━━━ SUPPLIED INFORMATION
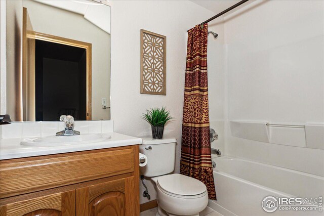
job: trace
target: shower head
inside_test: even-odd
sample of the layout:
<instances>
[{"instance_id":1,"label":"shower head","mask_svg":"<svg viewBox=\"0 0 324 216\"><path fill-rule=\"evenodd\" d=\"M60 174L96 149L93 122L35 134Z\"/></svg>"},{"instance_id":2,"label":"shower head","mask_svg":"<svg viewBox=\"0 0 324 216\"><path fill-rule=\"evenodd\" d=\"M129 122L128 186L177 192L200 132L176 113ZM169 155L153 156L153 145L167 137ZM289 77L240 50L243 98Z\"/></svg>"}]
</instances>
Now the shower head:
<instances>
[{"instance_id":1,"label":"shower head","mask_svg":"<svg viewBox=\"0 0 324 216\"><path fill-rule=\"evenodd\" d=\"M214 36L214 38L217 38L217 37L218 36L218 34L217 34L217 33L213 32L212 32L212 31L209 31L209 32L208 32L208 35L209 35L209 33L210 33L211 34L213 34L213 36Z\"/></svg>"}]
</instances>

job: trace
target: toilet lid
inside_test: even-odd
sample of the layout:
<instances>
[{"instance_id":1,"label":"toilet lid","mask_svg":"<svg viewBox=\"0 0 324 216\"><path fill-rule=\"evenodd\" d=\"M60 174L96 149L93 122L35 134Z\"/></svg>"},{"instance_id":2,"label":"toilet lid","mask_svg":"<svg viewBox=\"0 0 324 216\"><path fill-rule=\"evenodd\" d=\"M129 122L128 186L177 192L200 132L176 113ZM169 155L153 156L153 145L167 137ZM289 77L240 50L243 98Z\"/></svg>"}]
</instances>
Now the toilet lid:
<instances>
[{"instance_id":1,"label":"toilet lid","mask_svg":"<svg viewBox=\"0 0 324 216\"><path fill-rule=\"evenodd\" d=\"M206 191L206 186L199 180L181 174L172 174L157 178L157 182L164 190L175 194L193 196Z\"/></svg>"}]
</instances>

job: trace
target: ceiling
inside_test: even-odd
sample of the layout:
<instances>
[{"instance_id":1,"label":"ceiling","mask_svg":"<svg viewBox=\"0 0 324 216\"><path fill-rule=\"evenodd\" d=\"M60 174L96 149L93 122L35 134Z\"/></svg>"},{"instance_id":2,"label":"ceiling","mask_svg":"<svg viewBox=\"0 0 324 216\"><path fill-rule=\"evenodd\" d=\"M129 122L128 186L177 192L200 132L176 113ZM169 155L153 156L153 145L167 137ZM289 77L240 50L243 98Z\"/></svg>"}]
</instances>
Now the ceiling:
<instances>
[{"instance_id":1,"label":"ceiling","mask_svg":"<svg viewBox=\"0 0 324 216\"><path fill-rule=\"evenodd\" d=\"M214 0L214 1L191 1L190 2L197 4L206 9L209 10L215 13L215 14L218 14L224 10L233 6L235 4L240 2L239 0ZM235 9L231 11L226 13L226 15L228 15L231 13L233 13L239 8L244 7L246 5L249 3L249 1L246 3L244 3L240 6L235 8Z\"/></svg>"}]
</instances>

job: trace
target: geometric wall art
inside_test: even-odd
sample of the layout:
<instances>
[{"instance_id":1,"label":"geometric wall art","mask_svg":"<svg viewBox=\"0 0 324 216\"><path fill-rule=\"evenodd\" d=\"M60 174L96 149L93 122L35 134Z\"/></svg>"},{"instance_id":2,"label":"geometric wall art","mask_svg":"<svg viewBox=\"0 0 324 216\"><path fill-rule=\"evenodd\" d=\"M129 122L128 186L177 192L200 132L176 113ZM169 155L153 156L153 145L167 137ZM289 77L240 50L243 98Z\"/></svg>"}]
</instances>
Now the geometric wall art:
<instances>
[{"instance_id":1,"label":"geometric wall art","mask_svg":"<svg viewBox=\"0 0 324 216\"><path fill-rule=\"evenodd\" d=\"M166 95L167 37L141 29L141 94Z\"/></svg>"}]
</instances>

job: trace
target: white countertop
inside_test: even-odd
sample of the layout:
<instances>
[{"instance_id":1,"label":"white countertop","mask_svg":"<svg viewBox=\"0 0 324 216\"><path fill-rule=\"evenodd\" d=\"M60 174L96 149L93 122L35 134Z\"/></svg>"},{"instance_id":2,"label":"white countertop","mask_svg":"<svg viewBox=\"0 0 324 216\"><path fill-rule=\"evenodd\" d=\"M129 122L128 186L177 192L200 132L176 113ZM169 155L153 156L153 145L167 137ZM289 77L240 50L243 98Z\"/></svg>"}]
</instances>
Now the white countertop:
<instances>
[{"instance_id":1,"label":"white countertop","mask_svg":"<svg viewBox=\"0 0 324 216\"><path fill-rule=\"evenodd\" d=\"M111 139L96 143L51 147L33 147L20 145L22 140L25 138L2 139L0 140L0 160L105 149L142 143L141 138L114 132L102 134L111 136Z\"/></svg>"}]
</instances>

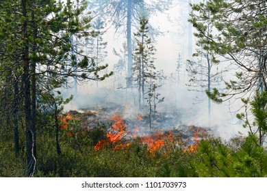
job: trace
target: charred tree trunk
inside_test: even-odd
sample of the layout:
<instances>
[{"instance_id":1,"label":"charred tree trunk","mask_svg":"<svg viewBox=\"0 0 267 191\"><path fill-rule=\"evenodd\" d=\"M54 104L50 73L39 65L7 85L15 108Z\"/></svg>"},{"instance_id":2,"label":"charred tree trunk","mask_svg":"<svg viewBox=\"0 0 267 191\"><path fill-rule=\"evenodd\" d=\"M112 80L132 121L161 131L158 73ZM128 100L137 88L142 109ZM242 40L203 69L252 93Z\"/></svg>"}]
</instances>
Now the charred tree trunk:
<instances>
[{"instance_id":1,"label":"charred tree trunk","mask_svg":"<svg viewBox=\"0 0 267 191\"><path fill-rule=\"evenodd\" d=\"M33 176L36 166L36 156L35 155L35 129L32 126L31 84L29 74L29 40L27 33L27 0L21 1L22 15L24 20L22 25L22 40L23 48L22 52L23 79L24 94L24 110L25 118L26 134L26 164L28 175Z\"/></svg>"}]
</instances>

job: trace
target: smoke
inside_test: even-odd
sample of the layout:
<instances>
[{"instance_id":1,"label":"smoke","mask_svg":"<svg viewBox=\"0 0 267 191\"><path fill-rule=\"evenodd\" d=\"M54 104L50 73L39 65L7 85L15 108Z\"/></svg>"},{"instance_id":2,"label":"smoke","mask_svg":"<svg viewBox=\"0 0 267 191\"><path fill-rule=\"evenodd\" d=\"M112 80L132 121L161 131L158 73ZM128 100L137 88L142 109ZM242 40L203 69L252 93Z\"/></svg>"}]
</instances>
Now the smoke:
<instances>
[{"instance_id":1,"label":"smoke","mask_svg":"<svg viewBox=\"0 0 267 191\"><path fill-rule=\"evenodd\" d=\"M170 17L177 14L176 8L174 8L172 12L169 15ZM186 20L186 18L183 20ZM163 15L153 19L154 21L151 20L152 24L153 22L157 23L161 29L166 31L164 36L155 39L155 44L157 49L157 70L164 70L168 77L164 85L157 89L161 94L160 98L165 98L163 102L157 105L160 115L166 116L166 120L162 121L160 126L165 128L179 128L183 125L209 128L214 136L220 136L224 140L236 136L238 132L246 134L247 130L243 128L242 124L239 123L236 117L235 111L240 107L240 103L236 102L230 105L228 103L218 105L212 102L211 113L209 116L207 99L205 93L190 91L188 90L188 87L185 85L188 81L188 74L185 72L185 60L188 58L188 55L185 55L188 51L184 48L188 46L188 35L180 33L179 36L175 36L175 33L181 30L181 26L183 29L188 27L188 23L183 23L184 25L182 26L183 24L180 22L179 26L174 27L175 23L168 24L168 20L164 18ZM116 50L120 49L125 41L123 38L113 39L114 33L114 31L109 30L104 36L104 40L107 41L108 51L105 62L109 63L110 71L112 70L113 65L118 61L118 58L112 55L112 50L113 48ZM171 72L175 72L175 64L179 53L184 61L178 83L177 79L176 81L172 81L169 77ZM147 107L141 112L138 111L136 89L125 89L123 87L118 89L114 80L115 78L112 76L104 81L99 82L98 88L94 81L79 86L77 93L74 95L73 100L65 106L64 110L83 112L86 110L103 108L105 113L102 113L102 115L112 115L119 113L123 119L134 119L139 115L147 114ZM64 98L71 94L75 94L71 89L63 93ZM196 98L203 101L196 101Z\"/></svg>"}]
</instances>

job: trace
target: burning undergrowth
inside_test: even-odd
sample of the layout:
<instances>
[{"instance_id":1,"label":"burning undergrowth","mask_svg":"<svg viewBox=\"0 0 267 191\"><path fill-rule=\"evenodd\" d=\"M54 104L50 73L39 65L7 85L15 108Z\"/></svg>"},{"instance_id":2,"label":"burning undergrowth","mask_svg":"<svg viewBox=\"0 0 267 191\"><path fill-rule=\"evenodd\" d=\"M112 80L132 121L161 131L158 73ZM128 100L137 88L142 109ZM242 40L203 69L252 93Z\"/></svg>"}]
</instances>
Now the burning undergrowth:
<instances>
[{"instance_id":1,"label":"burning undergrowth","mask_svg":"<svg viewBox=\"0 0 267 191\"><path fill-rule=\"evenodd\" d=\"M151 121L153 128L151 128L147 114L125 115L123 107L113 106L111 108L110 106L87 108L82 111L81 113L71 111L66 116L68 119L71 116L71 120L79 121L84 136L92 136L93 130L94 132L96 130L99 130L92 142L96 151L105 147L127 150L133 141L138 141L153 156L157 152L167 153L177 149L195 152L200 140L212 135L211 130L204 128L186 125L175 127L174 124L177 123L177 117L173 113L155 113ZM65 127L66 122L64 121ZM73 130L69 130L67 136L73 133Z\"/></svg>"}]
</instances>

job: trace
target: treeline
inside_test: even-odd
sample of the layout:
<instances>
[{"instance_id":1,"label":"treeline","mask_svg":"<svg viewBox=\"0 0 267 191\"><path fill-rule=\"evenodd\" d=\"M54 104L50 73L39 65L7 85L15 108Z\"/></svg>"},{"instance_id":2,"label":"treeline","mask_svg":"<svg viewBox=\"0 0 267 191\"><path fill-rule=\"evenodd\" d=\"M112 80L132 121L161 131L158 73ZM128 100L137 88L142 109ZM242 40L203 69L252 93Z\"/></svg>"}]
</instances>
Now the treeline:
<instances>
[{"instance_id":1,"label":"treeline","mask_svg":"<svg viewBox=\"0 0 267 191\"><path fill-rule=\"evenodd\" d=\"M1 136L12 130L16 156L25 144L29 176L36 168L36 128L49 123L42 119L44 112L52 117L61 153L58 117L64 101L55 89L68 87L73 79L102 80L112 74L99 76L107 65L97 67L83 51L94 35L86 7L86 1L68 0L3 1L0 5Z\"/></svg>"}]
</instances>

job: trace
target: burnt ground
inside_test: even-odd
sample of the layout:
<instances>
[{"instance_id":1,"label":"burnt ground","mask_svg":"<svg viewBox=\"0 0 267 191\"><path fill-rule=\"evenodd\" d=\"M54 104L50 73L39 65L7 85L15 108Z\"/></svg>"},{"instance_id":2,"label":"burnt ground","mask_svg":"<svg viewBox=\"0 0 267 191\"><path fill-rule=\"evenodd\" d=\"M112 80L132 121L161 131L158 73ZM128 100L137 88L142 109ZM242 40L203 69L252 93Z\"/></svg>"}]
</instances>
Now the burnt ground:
━━━━━━
> **EXERCISE GOAL**:
Count the lines in the entries above that contain the string "countertop", with case counting, and reply with only that number.

> **EXPECTED OUTPUT**:
4